TAREAS PARA RESOLVER:
1) Copia del texto sobre el Plan Callejo el trozo que empieza con "El plan de estudios" y sigue hasta "los de ciencias.", palabra por palabra.
2) Sigue escribiendo el texto sobre el Plan Callejo desde donde termina.

TEXTO DE PARTIDA:
El plan de estudios pretendía conciliar los estudios clásicos y científicos. Se proponía que estuviese conformado por las siguientes asignaturas: Lengua y Literatura española, Matemáticas, Lengua Latina, Ciencias Naturales, Física y Química, Filosofía y Derecho, Geografía e Historia, Lengua francesa, Religión, Dibujo, Lengua Griega para los alumnos de letras e Inglés o Alemán para los de ciencias.

Según el dictamen del Consejo, “al lado” de la enseñanza oficial del Estado debía admitirse la llamada a la sazón “enseñanza colegiada”, por ser esta “la única manifestación de la libertad de enseñanza” que ofrecía garantías de idoneidad. Con respecto a la enseñanza libre, se afirmaba que era “perjudicial para la patria porque favorece el autodidactismo” y era contraria a la verdadera educación intelectual: se proponía la supresión de esta clase de enseñanza, si bien de manera gradual y tratando de facilitar la asistencia a los institutos de los estudiantes que en aquellos momentos la cursaban.

Los colegios privados, además de contar con las instalaciones y medios materiales adecuados, debían acreditar la competencia pedagógica de su director y profesores. Por consiguiente, el dictamen mencionaba la conveniencia de exigir al profesorado de la enseñanza colegiada el título de licenciado o doctor en Filosofía y Letras o Ciencias.

En realidad, lo que prescribía el documento del Consejo con respecto a la enseñanza colegiada era una “tutela” de los colegios privados –denominados “colegios incorporados”– por parte del instituto del Estado al que estuviesen adscritos. Asimismo el Consejo consideraba imprescindible -“en relación con la libertad que en este proyecto se otorga a la enseñanza colegiada”- la creación de la Inspección de Segunda Enseñanza. Esta institución, de carácter eminentemente pedagógico y colaborativo -“y de consejo”, se decía en el documento–, tendría como misión fundamental la de tutelar a los institutos y colegios, corrigiendo las deficiencias que pudieran producirse y procurando en todo momento “excitar el amor a la obra trascendental de la cultura y la educación”.

Las últimas consideraciones del dictamen hacían alusión a la cuestión económica. Se advertía de que la implantación del plan objeto del informe requería mayores recursos económicos. El documento finalizaba señalando la urgencia de mejorar las instalaciones de los institutos y dignificar la retribución del profesorado:

Locales en condiciones que no sean, como muchos de los actuales, bochorno para un país medianamente organizado; dotación del profesorado, que le permita una vida por completo entregada a su misión; material, etc., son elementos indispensables si nuestra Patria aspira a ser considerada como una Nación culta (Ceprián, 1991, p. 481).

4. La impopularidad del Plan Callejo. Debate en la Asamblea Nacional Consultiva

A partir de septiembre de 1925 –en este mes se produjo el desembarco de Alhucemas–, el Directorio de Primo de Rivera alcanzó sus mayores cotas de popularidad y prestigio político como consecuencia de la recuperación económica y las victorias sobre las cábilas de Abd el-Krim en la campaña militar del Rif. A partir de entonces Primo de Rivera, que siempre había afirmado el carácter provisional de su gobierno –la letra a noventa días–, tuvo la tentación de aprovechar la coyuntura favorable para consolidar su permanencia en el poder.

EXTRACTO DE DATOS:
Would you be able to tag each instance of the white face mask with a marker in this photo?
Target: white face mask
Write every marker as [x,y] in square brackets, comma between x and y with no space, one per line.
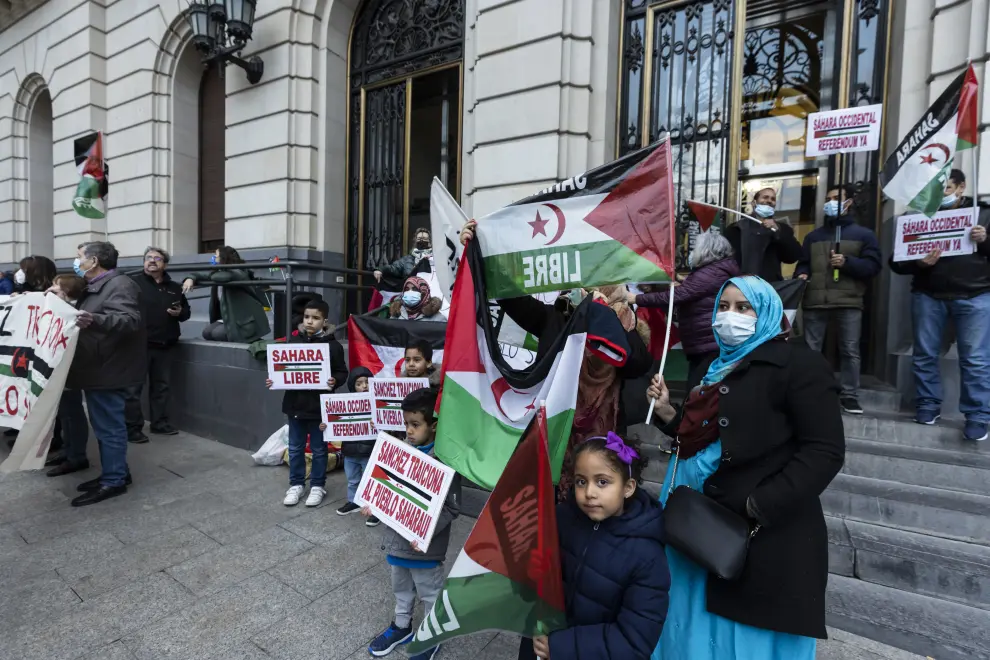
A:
[734,328]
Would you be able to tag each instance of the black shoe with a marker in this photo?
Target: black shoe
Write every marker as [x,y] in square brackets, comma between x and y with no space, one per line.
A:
[102,493]
[67,467]
[851,405]
[94,484]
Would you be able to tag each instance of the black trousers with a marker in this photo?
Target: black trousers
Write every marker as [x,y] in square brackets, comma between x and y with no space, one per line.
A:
[159,379]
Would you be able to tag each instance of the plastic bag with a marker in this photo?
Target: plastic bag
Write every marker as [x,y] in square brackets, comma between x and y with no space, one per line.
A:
[275,446]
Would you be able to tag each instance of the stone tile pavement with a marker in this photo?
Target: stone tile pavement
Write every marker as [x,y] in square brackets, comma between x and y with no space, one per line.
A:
[201,561]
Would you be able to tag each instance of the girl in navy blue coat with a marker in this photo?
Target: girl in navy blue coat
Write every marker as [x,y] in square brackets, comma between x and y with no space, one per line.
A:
[615,569]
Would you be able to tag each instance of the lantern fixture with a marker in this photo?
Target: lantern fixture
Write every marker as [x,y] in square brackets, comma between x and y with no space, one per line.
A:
[221,30]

RESPUESTAS:
1)
El plan de estudios pretendía conciliar los estudios clásicos y científicos. Se proponía que estuviese conformado por las siguientes asignaturas: Lengua y Literatura española, Matemáticas, Lengua Latina, Ciencias Naturales, Física y Química, Filosofía y Derecho, Geografía e Historia, Lengua francesa, Religión, Dibujo, Lengua Griega para los alumnos de letras e Inglés o Alemán para los de ciencias.

2)
Para tal fin licenció a los generales que le habían acompañado en el Directorio militar y nombró un gobierno de “hombres civiles” –el denominado Directorio Civil–, la mayoría de ellos provenientes del mundo profesional y vinculados políticamente a sectores emergentes de la derecha conservadora. Parece ser que Alfonso XIII transigió con esta maniobra institucionalizadora a condición de que en plazo breve el país pudiera contar con leyes que constituyan el fundamento de su normalidad.

El nuevo ministro de Instrucción Pública del Directorio Civil, Eduardo Callejo de la Cuesta, era un catedrático vallisoletano, nacido en 1875, con escasa experiencia política, si bien había contribuido activamente a la organización de las Uniones Patrióticas de Castilla la Vieja. La Unión Patriótica, que acabaría convirtiéndose en el partido oficialista del primorriverismo, surgió en un principio, según afirma Tusell (1974, p. 461), “espontáneamente en los círculos de catolicismo político que veían en la desaparición del parlamentarismo caciquil una ocasión óptima para llevar a cabo su versión particular de la regeneración”. Interesa señalar que Eduardo Callejo fue, junto al presidente de la ACN de P. Ángel Herrera Oria, una de las ciento veinte personas que constituyeron la Unión Patriótica Castellana tras un acto celebrado el 30 de septiembre de 1923 en el Teatro Calderón de Valladolid.

Para el cargo de director general de Enseñanza Superior y Secundaria fue designado el joven profesor universitario, de treinta y cinco años, Wenceslao González Oliveros, catedrático de Filosofía del Derecho en La Laguna, que andando el tiempo sería primer gobernador civil de Barcelona en el franquismo y procurador a Cortes en varias legislaturas durante los años cuarenta y cincuenta. De hecho, González Oliveros fue uno de los miembros de la Comisión de Enseñanza de las Cortes españolas que debatió la Ley de Ordenación de la Enseñanza Media de 1953, y aprovechó su intervención para hacer una loa de la Ley Ruiz-Giménez y, de paso, reclamarla deudora, veinticinco años después, del Plan Callejo (González Bertolín y Sanz, 2018).

Pero vayamos al Plan Callejo. Pese a que en el preámbulo del Real Decreto se decía haber tenido en cuenta “algunas de las orientaciones consignadas por el Consejo de Instrucción Pública en su luminoso y razonado informe”, lo cierto es que el legislador hizo caso omiso del dictamen evacuado por órgano consultivo del Ministerio.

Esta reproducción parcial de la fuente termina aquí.